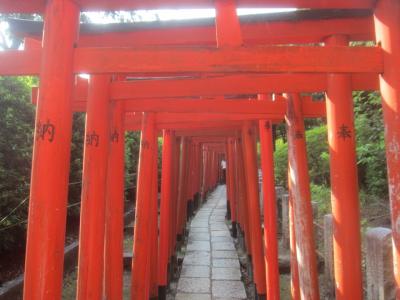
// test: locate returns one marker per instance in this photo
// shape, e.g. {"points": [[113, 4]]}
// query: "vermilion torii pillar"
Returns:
{"points": [[141, 243], [301, 199], [154, 226], [344, 183], [114, 233], [94, 178], [270, 218], [51, 155], [251, 171], [387, 27], [294, 268], [166, 211]]}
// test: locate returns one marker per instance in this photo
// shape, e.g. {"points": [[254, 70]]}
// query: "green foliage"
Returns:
{"points": [[370, 143], [17, 116], [132, 145], [370, 152], [318, 158], [322, 195], [16, 135]]}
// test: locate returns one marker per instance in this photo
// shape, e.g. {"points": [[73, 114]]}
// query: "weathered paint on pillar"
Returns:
{"points": [[51, 154], [154, 226], [344, 183], [114, 234], [251, 172], [141, 243], [294, 268], [165, 210], [270, 218], [387, 28], [301, 198], [94, 181], [243, 196]]}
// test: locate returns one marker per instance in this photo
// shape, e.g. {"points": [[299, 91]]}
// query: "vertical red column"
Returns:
{"points": [[230, 183], [114, 235], [344, 183], [243, 196], [181, 188], [154, 227], [144, 199], [270, 218], [251, 171], [93, 199], [166, 211], [301, 197], [387, 27], [294, 269], [176, 155], [51, 154]]}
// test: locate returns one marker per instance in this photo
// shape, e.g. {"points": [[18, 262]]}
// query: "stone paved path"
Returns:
{"points": [[211, 267]]}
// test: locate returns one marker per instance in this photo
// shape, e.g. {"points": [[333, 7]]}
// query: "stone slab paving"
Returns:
{"points": [[211, 268]]}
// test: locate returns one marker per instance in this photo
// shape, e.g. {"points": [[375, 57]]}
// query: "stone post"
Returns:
{"points": [[328, 256], [285, 221], [379, 261]]}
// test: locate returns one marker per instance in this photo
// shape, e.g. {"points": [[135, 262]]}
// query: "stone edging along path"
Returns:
{"points": [[211, 268]]}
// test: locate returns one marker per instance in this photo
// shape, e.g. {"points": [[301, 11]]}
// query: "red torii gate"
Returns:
{"points": [[58, 60]]}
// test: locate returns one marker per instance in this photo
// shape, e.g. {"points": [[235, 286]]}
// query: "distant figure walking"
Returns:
{"points": [[223, 167]]}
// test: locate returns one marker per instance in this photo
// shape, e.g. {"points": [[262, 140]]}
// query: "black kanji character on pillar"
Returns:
{"points": [[114, 136], [44, 130], [344, 132], [92, 139], [299, 135], [145, 144]]}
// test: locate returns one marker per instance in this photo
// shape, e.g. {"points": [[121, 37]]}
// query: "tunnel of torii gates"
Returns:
{"points": [[211, 91]]}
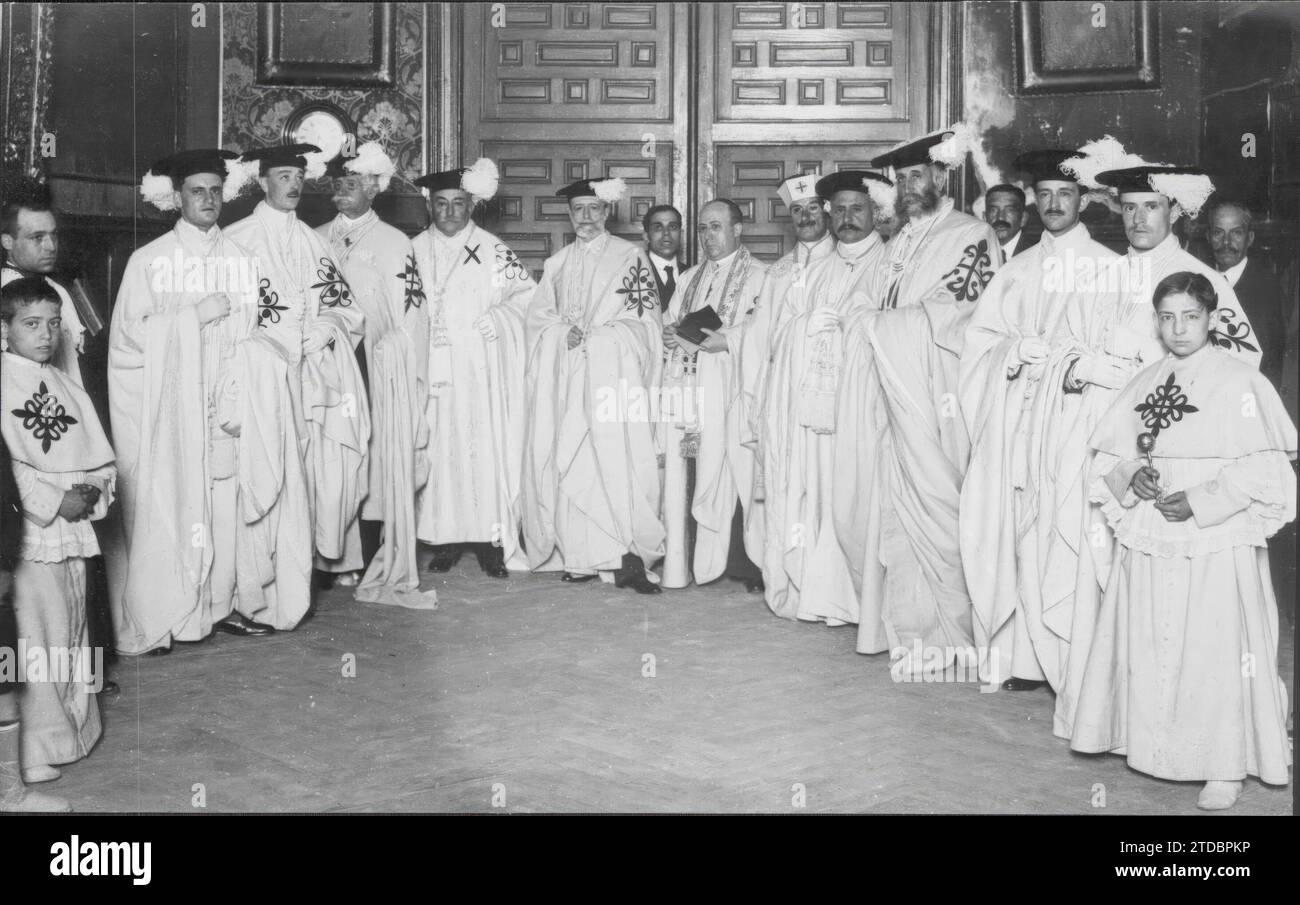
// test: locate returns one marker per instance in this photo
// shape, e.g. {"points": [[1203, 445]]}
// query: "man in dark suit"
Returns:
{"points": [[1229, 230], [1004, 211], [662, 226]]}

Problem description
Repeat the data above exactly, but not the pictures.

Exercise response
// test: locate returns one marker per instance in this photo
// shape, e.g. {"points": [[113, 4]]}
// query: "vermilion torii pillar"
Returns:
{"points": [[141, 243], [301, 199], [154, 226], [344, 183], [114, 233], [94, 178], [270, 218], [51, 155], [251, 171], [387, 27], [294, 268], [166, 211]]}
// test: locate returns one marker per instance in this photo
// shape, e.g. {"points": [[254, 70]]}
// query: "green foliage"
Returns:
{"points": [[370, 143], [17, 116], [132, 145], [370, 152], [318, 158], [322, 195], [16, 135]]}
// test: locate returns one marker per instance in this photo
// shape, e.g. {"points": [[73, 114]]}
// query: "weathered paint on pillar"
Returns:
{"points": [[51, 154], [154, 226], [344, 183], [114, 234], [251, 172], [141, 243], [294, 268], [165, 210], [270, 218], [387, 28], [301, 198], [94, 181], [243, 196]]}
// test: locate returns one marker per instance in this photo
// shape, e.g. {"points": [[299, 91]]}
// query: "vertical red column"
Returns:
{"points": [[230, 183], [114, 235], [344, 183], [243, 196], [181, 188], [154, 227], [144, 199], [270, 218], [251, 171], [93, 199], [166, 211], [301, 197], [387, 27], [294, 269], [176, 155], [51, 154]]}
// test: locate returns one marker per instance in this photo
// shape, e.g. {"points": [[18, 262]]}
// query: "stone paved path"
Returns:
{"points": [[211, 267]]}
// test: locate returns one marker per instance in this photo
// shape, e.g. {"points": [[333, 7]]}
// query: "stone slab paving"
Returns:
{"points": [[211, 268]]}
// test: locate returns one marker per instance in this photo
// shape, e.g. {"points": [[375, 57]]}
// query: "stone post"
Returns:
{"points": [[328, 256], [285, 221], [379, 261]]}
// test: locate returns one marker per instance in this photo
// shape, e.g. {"points": [[135, 262]]}
// query: "stone edging along path"
Returns:
{"points": [[211, 268]]}
// test: locate returns one marker per instance in this photo
// shape, e.g. {"points": [[301, 11]]}
// query: "red torii gate"
Returns:
{"points": [[58, 60]]}
// test: locate returns one marker per instance in this photo
// shape, e.g. {"points": [[235, 286]]}
// query: "distant figure walking"
Returns:
{"points": [[223, 167]]}
// test: locate returns one marker per instance in this photo
// shape, e.g. {"points": [[262, 140]]}
// query: "black kanji character on pillar"
Returns:
{"points": [[114, 136], [44, 130], [344, 132], [92, 139], [299, 135], [145, 144]]}
// test: locate returns one marker per instance in this photo
// shape, e.g. {"points": [[121, 37]]}
// query: "tunnel of torii gates"
Returns:
{"points": [[211, 91]]}
// test: locate returns one marker per instance in this photo
// shape, e.g. {"points": [[1203, 445]]}
// query: "man in dark suit"
Returns:
{"points": [[1229, 230], [1004, 211], [662, 226]]}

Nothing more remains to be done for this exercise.